— start Task data —

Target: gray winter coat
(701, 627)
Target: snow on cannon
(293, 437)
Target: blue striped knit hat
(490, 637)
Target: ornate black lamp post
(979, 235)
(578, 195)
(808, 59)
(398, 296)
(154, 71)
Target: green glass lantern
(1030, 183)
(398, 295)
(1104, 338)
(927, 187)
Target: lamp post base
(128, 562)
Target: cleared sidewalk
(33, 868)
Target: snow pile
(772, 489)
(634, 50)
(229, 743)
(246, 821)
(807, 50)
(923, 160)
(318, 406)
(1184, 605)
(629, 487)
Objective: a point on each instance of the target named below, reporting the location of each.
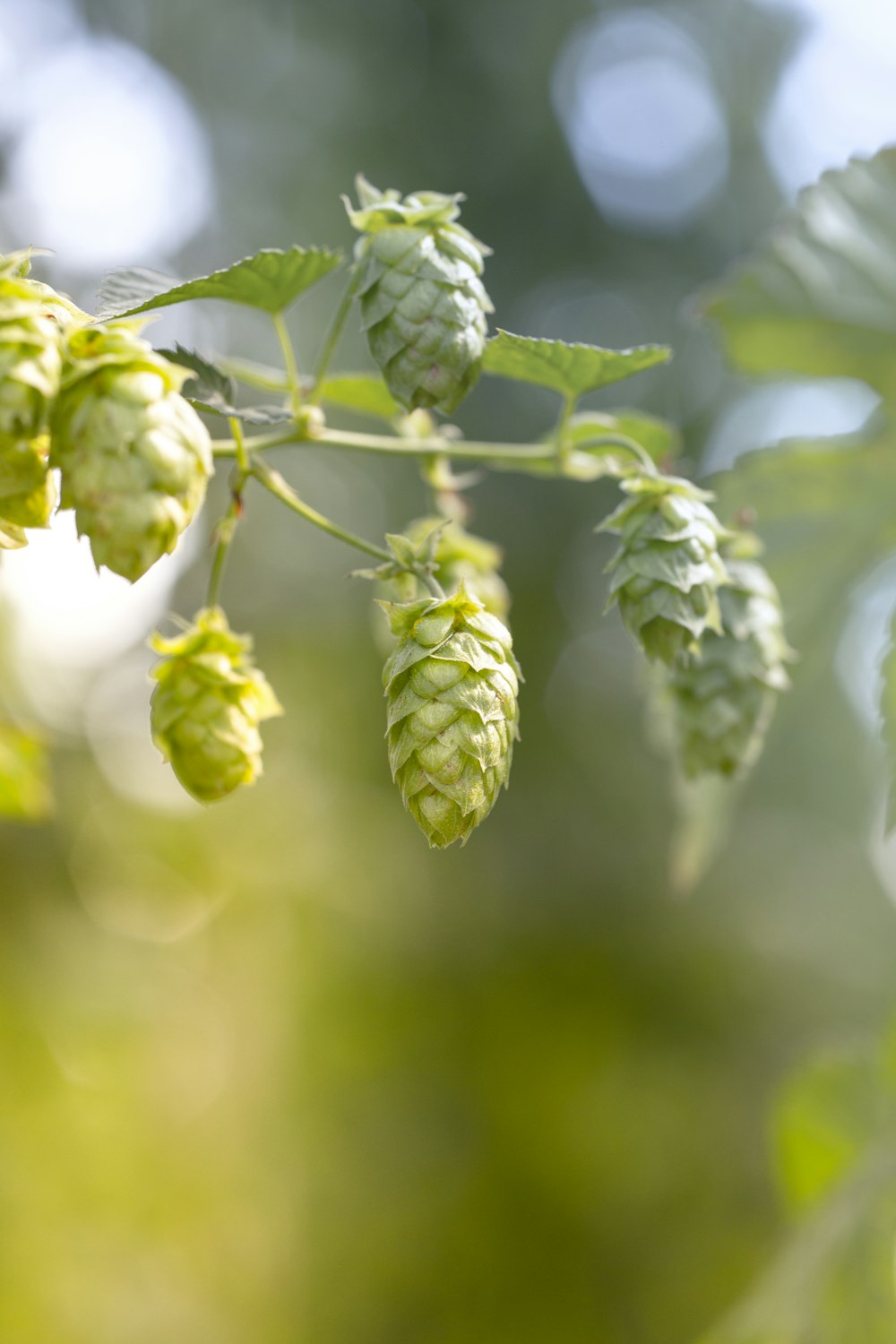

— end Task data —

**What the task asks:** Can you turn the stretch from the line containing "Target: green glass lantern" through the end of the records into a JSON list of strings, one string per line, with blank lines dropped and the pictures left out?

**Problem solution:**
[
  "Target: green glass lantern",
  "(1030, 183)",
  "(398, 295)",
  "(1104, 338)",
  "(927, 187)",
  "Target: lamp post base",
  "(128, 562)",
  "Target: cleared sidewalk",
  "(33, 868)",
  "Target: snow pile",
  "(772, 489)",
  "(634, 50)",
  "(229, 743)",
  "(246, 821)",
  "(807, 50)",
  "(923, 160)",
  "(318, 406)",
  "(1184, 605)",
  "(629, 487)",
  "Objective: a point on each instance of the target named below, reporting the location of each."
]